■ **DIRECTIONS FOR THIS TASK**
Rewrite the material below as a two-column CSV with the headers "prompt" and "polygons," giving one row per entry with its text and its answer, each in a single quoted field with line breaks turned into spaces. Leave the pictures out.

━━ RECORDS FOR THE TASK ━━

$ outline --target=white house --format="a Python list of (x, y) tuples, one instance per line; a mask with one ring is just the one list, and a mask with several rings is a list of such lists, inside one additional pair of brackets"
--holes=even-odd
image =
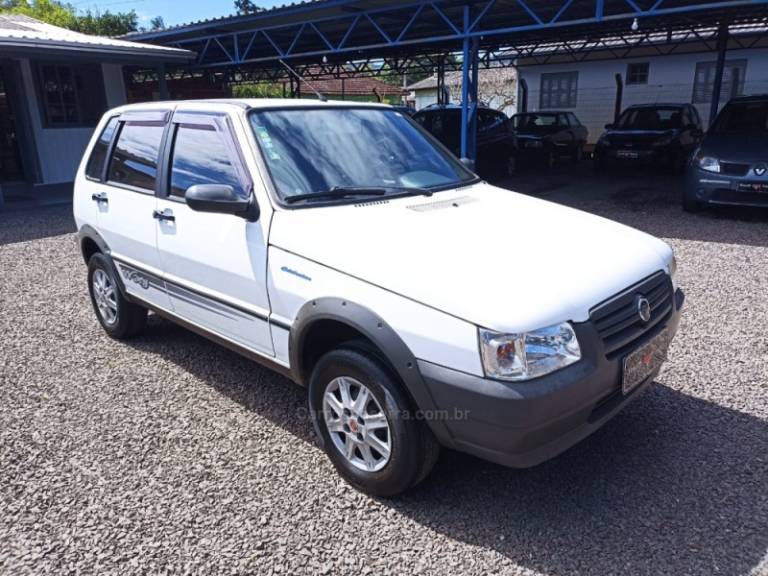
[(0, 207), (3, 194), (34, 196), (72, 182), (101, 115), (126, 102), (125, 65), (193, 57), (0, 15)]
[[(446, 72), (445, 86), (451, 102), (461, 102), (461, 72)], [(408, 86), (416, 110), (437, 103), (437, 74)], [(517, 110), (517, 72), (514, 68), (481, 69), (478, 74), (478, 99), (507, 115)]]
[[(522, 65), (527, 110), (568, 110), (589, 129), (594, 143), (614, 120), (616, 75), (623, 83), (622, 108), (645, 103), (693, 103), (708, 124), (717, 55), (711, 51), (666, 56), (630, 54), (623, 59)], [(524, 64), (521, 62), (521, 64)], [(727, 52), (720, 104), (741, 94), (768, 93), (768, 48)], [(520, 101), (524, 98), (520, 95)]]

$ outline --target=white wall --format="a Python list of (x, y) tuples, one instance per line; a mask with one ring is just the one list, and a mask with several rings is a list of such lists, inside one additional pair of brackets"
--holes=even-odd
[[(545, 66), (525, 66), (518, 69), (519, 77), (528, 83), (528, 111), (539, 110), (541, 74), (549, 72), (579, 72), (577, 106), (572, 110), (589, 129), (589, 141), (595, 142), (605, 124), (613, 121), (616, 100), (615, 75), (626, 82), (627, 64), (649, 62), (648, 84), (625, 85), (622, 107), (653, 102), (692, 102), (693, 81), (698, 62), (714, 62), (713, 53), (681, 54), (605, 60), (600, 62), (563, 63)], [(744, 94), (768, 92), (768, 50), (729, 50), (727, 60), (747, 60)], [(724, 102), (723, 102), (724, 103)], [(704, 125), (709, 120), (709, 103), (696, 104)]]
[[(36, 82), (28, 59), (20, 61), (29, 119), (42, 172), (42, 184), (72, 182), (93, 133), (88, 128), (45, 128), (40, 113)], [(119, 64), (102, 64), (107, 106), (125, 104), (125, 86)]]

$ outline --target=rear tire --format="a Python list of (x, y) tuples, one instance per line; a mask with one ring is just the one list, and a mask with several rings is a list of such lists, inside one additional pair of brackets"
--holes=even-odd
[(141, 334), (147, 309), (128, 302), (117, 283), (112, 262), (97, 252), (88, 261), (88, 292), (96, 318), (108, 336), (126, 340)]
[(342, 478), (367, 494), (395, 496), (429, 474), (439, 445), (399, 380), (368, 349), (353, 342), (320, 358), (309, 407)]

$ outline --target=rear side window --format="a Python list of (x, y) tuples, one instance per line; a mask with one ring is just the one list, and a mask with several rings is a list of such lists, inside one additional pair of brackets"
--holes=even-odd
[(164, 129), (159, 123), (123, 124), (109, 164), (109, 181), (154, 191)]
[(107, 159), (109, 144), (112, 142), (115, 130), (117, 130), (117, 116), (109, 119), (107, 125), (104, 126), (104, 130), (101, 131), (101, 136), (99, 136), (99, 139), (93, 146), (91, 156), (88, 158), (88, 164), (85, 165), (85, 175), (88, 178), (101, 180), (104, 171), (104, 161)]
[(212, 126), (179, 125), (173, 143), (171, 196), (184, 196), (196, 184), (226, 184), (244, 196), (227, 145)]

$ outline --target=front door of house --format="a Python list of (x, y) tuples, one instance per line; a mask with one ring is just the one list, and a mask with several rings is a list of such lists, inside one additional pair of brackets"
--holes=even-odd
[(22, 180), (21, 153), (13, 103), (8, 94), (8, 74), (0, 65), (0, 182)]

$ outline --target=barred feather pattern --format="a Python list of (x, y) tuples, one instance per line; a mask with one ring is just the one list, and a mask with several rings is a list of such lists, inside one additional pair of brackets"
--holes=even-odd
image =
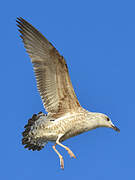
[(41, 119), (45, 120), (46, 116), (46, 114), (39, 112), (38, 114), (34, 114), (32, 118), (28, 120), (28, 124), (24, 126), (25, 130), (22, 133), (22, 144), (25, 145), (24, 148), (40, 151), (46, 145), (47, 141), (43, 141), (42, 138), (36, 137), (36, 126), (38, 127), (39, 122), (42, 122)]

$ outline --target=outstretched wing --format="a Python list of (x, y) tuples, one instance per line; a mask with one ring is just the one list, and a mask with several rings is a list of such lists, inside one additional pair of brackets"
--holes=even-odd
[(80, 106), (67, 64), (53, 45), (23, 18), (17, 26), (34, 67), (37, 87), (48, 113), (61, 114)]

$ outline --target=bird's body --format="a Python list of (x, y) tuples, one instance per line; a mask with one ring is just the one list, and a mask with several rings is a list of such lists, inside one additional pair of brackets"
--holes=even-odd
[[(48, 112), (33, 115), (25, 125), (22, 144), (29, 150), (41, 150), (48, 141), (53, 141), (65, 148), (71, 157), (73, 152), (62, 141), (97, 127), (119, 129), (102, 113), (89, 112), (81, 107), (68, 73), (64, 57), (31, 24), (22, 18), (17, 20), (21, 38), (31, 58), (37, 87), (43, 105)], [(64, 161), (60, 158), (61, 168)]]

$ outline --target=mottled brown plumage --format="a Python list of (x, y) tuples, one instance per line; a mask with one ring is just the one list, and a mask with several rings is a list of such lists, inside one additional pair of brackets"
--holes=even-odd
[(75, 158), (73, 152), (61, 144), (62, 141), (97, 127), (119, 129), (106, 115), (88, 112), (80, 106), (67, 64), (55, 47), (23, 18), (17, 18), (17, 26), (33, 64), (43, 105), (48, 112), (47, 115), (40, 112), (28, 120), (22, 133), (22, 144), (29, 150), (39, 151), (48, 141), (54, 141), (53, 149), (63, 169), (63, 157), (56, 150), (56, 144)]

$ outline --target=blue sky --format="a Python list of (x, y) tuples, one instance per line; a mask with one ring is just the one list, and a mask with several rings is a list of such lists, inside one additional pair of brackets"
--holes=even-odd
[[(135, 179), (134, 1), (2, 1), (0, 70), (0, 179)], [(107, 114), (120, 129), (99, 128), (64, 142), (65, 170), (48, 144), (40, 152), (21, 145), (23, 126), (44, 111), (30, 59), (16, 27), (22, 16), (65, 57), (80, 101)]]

━━━

■ **SOLUTION TO THIS PROBLEM**
prompt,polygons
"$ outline --target=white house --format=""a Python list of (x, y) tuples, one instance per line; a mask with one ring is just the one list, and a mask with several rings is a list of such lists, inside one additional pair of brackets"" --holes=even-odd image =","[(0, 207), (3, 194), (34, 196), (72, 182), (101, 115), (126, 102), (125, 65), (193, 57), (0, 15)] [[(446, 72), (445, 86), (451, 102), (461, 102), (461, 72)], [(408, 86), (416, 110), (437, 103), (437, 74)], [(517, 110), (517, 72), (514, 68), (481, 69), (478, 74), (478, 99), (507, 115)]] [[(522, 65), (527, 110), (568, 110), (589, 129), (594, 143), (614, 120), (616, 75), (623, 83), (622, 108), (645, 103), (693, 103), (708, 124), (717, 55), (711, 51), (666, 56), (630, 54), (623, 59)], [(524, 64), (521, 62), (521, 64)], [(727, 52), (720, 104), (741, 94), (768, 93), (768, 48)], [(520, 101), (524, 98), (520, 95)]]"
"$ outline --target=white wall --format=""a Python list of (x, y) tuples, one instance per line; a mask with one ring is just the one list, and a mask with several rings is a list of such lists, inside one additional pair of brackets"" --holes=even-odd","[[(545, 66), (525, 66), (518, 69), (519, 77), (528, 83), (528, 111), (539, 110), (541, 74), (549, 72), (579, 72), (577, 106), (572, 110), (589, 129), (589, 141), (595, 142), (605, 124), (613, 121), (616, 100), (615, 75), (626, 82), (627, 64), (649, 62), (648, 84), (625, 85), (622, 107), (653, 102), (692, 102), (693, 81), (698, 62), (714, 62), (713, 53), (681, 54), (605, 60), (600, 62), (563, 63)], [(744, 94), (768, 92), (768, 50), (729, 50), (727, 60), (747, 60)], [(724, 102), (723, 102), (724, 103)], [(704, 125), (709, 120), (709, 103), (696, 104)]] [[(36, 82), (28, 59), (20, 61), (29, 119), (42, 172), (42, 184), (72, 182), (93, 133), (88, 128), (45, 128), (40, 113)], [(119, 64), (102, 64), (107, 106), (125, 104), (125, 86)]]"
"$ outline --target=rear tire --format=""a Python list of (x, y) tuples, one instance per line; a mask with one ring is just the one list, and a mask with several rings is a list of such lists, inside one additional pair of brackets"" --holes=even-odd","[(141, 334), (147, 309), (128, 302), (117, 283), (112, 262), (97, 252), (88, 261), (88, 292), (96, 318), (108, 336), (126, 340)] [(342, 478), (367, 494), (395, 496), (429, 474), (439, 445), (399, 380), (368, 349), (353, 342), (320, 358), (309, 407)]"
"$ outline --target=rear side window --format=""a Python list of (x, y) tuples, one instance per line; a mask with one ring is just the one list, and a mask with several rings is a list of such lists, inside one additional pair of brackets"" --holes=even-odd","[(164, 129), (159, 123), (123, 124), (109, 164), (109, 181), (154, 191)] [(107, 159), (109, 144), (112, 142), (115, 130), (117, 130), (117, 116), (109, 119), (107, 125), (104, 126), (104, 130), (101, 131), (101, 136), (99, 136), (99, 139), (93, 146), (91, 156), (88, 158), (88, 164), (85, 165), (85, 175), (88, 178), (101, 180), (104, 171), (104, 161)] [(212, 126), (179, 125), (173, 143), (171, 196), (184, 196), (196, 184), (226, 184), (244, 196), (227, 145)]"
"$ outline --target=front door of house --format=""a Python list of (x, y) tuples, one instance per line; a mask with one ring is just the one list, and a mask with several rings is a list of such lists, inside one additional pair of brackets"" --holes=even-odd","[(22, 180), (21, 153), (13, 103), (8, 94), (8, 74), (0, 65), (0, 182)]"
"$ outline --target=barred feather pattern --format=""a Python list of (x, y) tuples, one instance per line; a mask with one ring is just the one list, and a mask with several rings is a list of such lists, inside one additional pair of brackets"" --holes=even-odd image =","[(41, 119), (45, 120), (46, 116), (46, 114), (39, 112), (38, 114), (34, 114), (32, 118), (28, 120), (28, 124), (24, 126), (25, 130), (22, 133), (22, 144), (25, 145), (24, 148), (40, 151), (46, 145), (47, 141), (43, 141), (42, 138), (36, 137), (36, 126), (38, 127), (39, 122), (42, 122)]"
"$ outline --target=outstretched wing --format=""a Python list of (x, y) tuples, one instance per line; a mask with one ring is just the one list, and a mask with several rings is a list of such lists, inside one additional pair of brackets"" --holes=even-odd","[(80, 106), (67, 64), (53, 45), (23, 18), (17, 26), (34, 67), (37, 87), (48, 113), (61, 114)]"
"$ outline --target=bird's body --format=""a Python list of (x, y) tuples, one instance per line; a mask with one ring is just the one list, and a mask with several rings is a list of such lists, inside one additional pair of brackets"" --holes=even-odd","[[(48, 112), (33, 115), (25, 125), (22, 144), (29, 150), (41, 150), (48, 141), (53, 141), (65, 148), (71, 157), (73, 152), (62, 141), (97, 127), (119, 129), (102, 113), (89, 112), (81, 107), (68, 73), (64, 57), (31, 24), (22, 18), (17, 20), (21, 38), (31, 58), (37, 87), (43, 105)], [(64, 161), (60, 158), (61, 168)]]"
"$ outline --target=mottled brown plumage --format=""a Python list of (x, y) tuples, one instance per line; a mask with one ring is just the one list, and a mask with several rings is a list of such lists, inside one additional pair of brackets"" --holes=even-odd","[(75, 158), (73, 152), (61, 144), (62, 141), (97, 127), (119, 129), (106, 115), (88, 112), (80, 106), (67, 64), (55, 47), (23, 18), (17, 18), (17, 26), (33, 64), (43, 105), (48, 112), (47, 115), (40, 112), (28, 120), (22, 133), (22, 144), (29, 150), (39, 151), (48, 141), (54, 141), (53, 149), (63, 169), (63, 157), (56, 150), (56, 144)]"
"$ outline --target=blue sky --format=""a Python list of (x, y) tuples, one instance per line; a mask with one ring is just the one list, and a mask with several rings is a list of such lists, inside one additional pair of brackets"" --holes=even-odd","[[(135, 179), (134, 1), (2, 1), (0, 70), (0, 179)], [(107, 114), (120, 129), (99, 128), (64, 142), (65, 170), (48, 144), (40, 152), (21, 145), (23, 126), (44, 111), (30, 59), (16, 27), (22, 16), (65, 57), (80, 101)]]"